→ **WHAT TO DO**
From the supportive comments below, list every sentence that contains a form of the word "smoke," such as "smoking" or "smoked."
-- DOCUMENT SEGMENT follows --
AS for the smoking if you are as dedicated about it as you are about weight loss you will succeed!!!
Aww hun I’m so sorry to hear that you had such a frustrating day!! From everything I’ve ever “heard” you say, you are an AWESOME mother!! Don’t be so hard on yourself!! He will forgive and forget wayyy before you do I bet!
As for smoking…it take everything you have! I have never smoked, but both of my parents did for years. They both quit and I had to live with them!!
lol They were beasts…but they did it and are 100% happier about not smoking!! You can do it!!! I have faith in you!!
I’m so sorry that someone hurt you!! That is never a good feeling!! I’ve had enough of those moments in my life to know that it always hurts when someone you trust betrayes that trust! Hope you feel better soon and I’m glad you got to talk it out with a good friend!!
Take care friend!!
-- DOCUMENT SEGMENT concluded --
-- DATA EXTRACT follows --
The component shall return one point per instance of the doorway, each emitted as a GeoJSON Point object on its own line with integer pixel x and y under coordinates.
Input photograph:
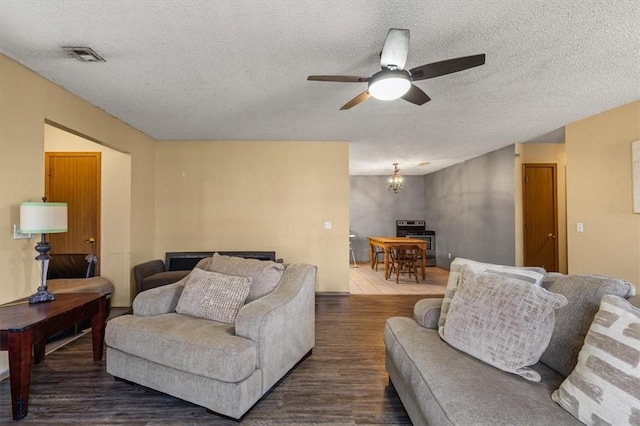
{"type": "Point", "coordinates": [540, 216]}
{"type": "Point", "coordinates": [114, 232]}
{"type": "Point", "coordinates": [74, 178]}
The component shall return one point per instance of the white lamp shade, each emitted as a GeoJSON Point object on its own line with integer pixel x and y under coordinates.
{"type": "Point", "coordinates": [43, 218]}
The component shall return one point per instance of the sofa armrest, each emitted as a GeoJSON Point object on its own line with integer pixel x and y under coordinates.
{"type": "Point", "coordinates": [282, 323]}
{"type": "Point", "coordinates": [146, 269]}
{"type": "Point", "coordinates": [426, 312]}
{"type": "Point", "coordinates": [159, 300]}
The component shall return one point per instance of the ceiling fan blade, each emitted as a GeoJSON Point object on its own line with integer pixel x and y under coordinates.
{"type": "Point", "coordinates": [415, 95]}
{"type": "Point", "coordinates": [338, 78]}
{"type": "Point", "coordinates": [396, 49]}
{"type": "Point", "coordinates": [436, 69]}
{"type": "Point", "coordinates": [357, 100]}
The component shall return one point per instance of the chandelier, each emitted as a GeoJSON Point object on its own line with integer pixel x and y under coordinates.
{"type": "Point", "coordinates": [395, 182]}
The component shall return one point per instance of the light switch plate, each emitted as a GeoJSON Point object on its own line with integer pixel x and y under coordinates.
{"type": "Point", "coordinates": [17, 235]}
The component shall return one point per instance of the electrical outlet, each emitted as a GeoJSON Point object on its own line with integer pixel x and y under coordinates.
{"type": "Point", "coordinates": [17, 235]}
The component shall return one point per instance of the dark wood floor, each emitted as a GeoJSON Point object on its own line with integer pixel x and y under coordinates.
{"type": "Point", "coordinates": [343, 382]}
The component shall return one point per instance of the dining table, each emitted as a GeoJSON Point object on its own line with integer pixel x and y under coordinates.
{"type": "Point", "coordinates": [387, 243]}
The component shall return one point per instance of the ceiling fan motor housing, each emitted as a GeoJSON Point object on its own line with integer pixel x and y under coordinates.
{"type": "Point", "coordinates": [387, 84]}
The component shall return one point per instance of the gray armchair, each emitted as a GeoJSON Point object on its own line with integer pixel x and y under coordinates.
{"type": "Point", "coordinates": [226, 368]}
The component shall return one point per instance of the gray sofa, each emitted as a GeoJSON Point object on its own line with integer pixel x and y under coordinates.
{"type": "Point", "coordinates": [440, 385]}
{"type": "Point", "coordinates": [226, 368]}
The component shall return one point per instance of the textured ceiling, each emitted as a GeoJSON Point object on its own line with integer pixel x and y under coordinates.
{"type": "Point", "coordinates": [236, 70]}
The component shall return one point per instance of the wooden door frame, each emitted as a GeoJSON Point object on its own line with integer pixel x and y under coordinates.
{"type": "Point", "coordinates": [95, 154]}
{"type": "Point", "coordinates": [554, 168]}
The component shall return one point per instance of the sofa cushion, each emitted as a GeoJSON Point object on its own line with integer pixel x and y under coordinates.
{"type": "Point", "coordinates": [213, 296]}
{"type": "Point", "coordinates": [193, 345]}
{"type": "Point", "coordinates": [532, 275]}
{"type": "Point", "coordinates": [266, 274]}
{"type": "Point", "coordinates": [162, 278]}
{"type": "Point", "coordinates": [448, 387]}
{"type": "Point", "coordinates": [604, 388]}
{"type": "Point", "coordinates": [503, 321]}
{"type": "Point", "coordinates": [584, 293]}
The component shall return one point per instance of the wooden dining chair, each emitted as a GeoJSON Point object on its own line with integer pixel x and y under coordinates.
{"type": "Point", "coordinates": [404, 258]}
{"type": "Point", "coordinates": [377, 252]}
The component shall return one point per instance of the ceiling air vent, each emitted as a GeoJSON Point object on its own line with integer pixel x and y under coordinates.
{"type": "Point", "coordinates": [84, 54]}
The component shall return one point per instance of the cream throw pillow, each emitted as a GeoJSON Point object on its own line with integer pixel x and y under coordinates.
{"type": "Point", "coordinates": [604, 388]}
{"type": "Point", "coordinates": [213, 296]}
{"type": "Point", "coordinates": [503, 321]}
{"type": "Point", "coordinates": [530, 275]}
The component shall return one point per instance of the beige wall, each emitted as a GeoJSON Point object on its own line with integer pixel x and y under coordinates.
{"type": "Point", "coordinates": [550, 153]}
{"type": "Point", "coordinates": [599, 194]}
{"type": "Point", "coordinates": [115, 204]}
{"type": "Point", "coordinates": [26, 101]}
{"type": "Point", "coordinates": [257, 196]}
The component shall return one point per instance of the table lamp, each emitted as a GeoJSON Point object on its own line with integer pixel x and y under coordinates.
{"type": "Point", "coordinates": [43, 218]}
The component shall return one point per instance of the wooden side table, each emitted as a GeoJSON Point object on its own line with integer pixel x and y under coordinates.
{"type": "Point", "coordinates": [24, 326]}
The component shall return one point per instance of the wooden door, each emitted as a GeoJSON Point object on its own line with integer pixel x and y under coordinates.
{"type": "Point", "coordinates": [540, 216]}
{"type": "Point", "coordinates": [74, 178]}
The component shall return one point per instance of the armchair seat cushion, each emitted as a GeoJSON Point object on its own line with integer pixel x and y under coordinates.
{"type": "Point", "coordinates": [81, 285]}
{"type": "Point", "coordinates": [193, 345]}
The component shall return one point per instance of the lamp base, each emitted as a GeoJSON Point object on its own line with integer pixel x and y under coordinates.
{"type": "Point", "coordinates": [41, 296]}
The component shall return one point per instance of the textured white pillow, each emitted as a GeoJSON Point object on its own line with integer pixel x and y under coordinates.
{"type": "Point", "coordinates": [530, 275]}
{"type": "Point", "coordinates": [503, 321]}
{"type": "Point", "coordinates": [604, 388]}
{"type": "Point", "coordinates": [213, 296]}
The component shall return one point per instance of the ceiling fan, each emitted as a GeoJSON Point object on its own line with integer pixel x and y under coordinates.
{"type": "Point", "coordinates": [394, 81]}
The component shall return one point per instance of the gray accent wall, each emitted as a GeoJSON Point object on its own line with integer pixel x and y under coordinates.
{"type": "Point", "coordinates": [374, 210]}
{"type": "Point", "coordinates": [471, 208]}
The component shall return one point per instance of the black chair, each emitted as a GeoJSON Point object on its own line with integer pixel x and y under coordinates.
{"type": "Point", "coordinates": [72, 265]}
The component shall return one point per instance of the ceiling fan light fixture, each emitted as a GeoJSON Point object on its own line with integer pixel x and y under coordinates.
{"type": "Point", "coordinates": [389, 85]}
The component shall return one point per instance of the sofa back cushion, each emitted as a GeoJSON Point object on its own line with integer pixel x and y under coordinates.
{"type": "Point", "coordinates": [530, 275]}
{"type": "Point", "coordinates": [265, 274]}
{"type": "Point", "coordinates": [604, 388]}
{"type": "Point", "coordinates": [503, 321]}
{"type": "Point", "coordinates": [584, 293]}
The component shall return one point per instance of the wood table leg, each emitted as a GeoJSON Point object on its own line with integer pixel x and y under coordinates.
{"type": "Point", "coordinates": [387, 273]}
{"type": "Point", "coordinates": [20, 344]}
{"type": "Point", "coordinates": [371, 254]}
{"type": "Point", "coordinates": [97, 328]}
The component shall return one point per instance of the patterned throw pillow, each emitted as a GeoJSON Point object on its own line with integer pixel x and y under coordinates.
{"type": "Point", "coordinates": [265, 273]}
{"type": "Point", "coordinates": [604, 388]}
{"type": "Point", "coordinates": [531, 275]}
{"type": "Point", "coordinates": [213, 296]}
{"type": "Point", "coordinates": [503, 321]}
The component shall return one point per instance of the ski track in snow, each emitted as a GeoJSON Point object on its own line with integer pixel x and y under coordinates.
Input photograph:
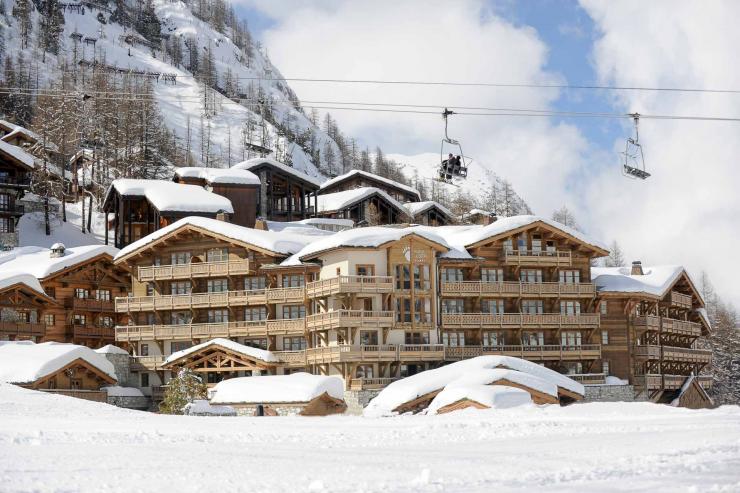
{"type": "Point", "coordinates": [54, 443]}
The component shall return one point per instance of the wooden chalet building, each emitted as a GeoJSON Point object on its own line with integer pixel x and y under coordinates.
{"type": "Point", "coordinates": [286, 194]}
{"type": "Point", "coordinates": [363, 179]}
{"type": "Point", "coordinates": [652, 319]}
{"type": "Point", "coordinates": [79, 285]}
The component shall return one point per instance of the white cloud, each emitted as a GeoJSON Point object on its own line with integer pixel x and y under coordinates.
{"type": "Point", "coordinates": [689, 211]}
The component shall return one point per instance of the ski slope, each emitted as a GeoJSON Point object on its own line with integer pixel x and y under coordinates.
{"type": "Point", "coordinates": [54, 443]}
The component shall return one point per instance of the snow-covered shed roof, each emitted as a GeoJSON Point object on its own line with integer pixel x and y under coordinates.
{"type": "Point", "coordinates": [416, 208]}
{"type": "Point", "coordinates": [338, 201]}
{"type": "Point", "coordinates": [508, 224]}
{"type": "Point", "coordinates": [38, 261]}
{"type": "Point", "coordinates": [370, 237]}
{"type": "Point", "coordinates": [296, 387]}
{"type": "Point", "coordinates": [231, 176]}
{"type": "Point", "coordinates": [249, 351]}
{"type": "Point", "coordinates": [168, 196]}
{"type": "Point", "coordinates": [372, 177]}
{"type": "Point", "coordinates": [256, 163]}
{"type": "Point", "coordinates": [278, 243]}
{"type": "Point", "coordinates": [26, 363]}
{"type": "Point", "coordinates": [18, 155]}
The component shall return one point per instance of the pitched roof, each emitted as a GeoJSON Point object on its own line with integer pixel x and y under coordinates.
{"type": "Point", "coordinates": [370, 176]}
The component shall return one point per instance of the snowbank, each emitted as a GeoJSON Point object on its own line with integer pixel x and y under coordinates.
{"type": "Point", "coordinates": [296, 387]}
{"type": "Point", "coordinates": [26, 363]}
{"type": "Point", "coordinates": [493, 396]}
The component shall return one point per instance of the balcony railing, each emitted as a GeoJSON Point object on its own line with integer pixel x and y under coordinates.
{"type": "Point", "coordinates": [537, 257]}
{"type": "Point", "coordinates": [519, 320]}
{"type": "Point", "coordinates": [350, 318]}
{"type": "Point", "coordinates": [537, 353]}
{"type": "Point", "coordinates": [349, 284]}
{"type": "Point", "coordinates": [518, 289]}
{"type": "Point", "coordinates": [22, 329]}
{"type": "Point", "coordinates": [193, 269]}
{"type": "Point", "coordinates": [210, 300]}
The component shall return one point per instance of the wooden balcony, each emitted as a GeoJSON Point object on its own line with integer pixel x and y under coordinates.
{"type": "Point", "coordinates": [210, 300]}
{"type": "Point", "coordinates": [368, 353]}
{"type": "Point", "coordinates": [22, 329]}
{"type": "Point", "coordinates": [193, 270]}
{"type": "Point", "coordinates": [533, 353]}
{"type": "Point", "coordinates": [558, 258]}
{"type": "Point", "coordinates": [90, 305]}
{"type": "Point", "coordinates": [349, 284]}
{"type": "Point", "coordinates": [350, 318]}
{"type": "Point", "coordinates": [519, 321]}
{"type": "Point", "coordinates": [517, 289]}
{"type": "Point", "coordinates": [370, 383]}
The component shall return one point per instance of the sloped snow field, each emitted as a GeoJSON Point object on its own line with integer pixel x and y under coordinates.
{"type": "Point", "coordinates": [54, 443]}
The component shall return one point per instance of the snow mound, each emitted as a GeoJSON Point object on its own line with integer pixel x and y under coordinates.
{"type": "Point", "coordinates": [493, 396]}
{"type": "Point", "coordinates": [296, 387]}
-- DATA EXTRACT concluded --
-- DATA EXTRACT follows --
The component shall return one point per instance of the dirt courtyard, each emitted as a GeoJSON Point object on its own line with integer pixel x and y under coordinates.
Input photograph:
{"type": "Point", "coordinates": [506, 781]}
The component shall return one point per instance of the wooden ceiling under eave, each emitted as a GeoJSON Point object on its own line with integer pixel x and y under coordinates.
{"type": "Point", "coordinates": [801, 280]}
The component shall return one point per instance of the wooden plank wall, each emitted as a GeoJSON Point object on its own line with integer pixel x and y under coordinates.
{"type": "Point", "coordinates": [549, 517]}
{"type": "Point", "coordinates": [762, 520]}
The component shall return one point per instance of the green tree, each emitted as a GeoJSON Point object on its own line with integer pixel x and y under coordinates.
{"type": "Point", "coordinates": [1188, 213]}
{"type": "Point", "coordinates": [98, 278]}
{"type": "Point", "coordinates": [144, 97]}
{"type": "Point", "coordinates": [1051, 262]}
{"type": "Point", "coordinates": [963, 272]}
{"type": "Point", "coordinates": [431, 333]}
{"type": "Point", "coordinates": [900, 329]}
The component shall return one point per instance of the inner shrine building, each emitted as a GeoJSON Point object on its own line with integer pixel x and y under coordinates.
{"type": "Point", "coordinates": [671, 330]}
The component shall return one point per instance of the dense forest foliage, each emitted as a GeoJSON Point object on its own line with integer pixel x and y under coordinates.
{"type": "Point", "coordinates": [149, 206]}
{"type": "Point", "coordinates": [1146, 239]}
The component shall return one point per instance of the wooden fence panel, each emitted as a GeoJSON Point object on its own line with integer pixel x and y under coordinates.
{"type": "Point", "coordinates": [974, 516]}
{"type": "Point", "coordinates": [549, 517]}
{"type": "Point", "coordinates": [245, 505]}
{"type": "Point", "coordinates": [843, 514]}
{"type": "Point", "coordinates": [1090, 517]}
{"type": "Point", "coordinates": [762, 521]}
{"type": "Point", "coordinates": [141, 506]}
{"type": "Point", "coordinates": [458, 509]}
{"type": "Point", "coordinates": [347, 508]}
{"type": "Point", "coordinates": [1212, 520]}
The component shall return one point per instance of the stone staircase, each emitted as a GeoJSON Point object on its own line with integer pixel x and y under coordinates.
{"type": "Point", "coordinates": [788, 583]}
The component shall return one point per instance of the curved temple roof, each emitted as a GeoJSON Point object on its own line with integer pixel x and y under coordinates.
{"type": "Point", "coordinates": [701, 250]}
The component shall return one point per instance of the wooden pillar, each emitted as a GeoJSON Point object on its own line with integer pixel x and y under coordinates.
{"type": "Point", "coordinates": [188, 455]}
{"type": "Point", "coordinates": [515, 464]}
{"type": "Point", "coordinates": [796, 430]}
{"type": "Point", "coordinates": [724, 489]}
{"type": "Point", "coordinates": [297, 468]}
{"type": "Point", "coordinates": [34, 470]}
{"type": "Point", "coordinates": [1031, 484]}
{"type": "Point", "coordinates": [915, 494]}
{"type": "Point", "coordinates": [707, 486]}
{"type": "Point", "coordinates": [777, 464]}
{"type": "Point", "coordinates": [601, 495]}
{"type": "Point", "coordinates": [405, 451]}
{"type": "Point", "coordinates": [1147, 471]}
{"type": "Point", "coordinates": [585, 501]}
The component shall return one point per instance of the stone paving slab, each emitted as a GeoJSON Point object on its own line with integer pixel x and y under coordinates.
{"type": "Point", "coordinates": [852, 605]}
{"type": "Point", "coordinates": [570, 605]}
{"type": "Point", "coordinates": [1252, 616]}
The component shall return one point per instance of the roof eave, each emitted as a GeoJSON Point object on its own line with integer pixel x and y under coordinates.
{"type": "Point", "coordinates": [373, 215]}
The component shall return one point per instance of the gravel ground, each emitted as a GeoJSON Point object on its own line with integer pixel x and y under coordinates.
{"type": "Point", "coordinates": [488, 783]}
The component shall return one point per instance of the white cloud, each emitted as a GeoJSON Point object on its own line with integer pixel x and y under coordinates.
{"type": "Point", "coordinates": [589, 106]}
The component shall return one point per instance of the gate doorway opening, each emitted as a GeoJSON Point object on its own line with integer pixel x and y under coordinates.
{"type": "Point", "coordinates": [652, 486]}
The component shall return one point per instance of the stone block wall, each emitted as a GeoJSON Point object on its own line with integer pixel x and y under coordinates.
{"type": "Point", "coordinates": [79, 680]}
-- DATA EXTRACT concluded --
-- DATA EXTRACT follows --
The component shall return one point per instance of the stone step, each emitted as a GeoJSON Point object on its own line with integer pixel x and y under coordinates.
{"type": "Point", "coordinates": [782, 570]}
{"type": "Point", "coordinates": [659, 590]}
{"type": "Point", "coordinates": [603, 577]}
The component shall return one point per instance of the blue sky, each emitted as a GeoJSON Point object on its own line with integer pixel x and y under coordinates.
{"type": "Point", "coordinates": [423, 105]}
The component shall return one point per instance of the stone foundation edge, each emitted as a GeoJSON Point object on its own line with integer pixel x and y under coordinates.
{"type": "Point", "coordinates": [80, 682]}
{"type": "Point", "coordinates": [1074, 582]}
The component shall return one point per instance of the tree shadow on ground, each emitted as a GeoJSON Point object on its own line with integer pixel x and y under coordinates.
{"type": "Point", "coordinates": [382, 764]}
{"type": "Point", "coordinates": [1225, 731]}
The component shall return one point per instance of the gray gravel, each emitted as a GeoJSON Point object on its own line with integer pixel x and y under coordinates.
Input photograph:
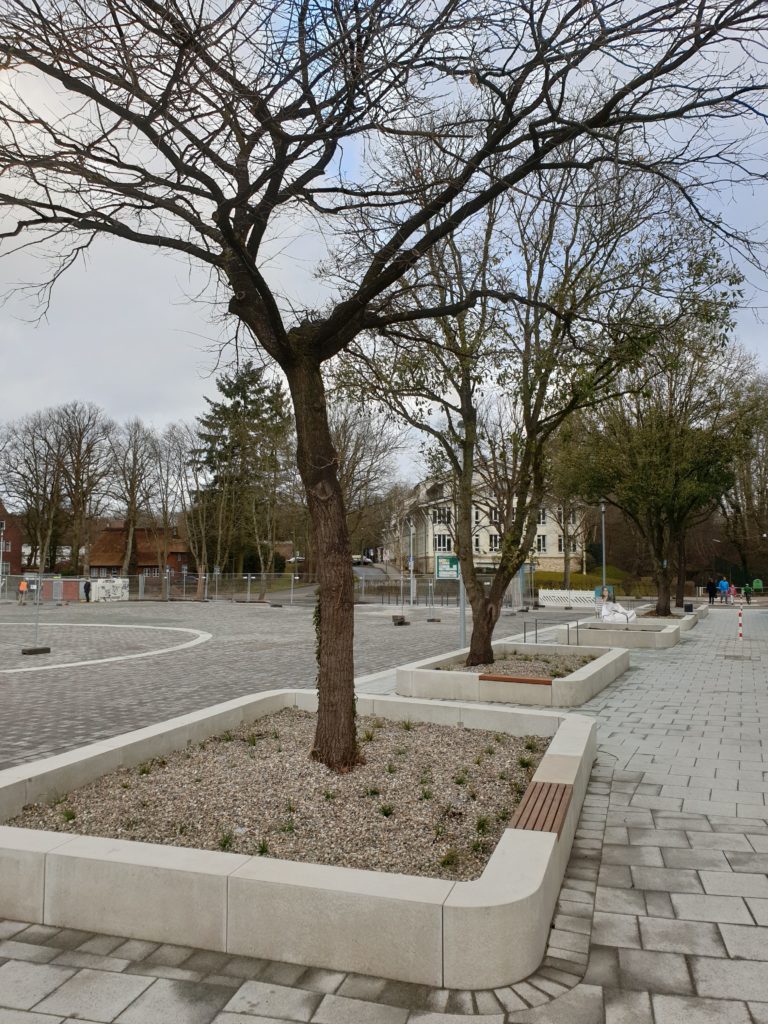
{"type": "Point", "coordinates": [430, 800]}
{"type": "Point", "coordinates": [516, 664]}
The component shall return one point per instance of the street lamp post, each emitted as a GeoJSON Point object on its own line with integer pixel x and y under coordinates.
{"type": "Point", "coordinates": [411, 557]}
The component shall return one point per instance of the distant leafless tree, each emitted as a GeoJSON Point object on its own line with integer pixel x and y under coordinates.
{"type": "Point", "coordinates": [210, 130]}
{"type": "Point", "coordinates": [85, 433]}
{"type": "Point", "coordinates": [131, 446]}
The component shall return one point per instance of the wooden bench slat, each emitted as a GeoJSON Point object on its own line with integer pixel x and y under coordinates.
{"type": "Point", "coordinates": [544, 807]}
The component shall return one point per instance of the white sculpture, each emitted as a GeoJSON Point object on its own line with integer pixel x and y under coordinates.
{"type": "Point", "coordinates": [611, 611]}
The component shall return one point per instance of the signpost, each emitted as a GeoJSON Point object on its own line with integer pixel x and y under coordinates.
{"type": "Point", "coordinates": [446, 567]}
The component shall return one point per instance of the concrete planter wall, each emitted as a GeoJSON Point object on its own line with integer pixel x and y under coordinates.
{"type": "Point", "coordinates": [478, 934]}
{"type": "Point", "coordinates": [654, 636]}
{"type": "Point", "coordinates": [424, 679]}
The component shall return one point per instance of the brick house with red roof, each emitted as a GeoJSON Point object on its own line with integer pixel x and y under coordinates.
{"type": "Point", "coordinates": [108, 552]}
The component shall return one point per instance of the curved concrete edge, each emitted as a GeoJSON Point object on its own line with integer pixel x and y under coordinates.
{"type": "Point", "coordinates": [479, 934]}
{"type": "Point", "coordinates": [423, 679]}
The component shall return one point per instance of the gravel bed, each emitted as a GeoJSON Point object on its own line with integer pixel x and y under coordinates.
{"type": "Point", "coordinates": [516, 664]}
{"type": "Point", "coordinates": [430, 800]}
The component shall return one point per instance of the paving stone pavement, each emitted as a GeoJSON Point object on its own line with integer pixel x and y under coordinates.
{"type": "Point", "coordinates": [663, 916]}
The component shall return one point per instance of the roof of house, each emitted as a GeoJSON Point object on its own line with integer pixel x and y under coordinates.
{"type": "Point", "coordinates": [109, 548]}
-- DATA EXTRACT concluded --
→ **ANSWER TO THE EXERCISE**
- AS for the smoking if you are as dedicated about it as you are about weight loss you will succeed!!!
- As for smoking…it take everything you have!
- I have never smoked, but both of my parents did for years.
- lol They were beasts…but they did it and are 100% happier about not smoking!!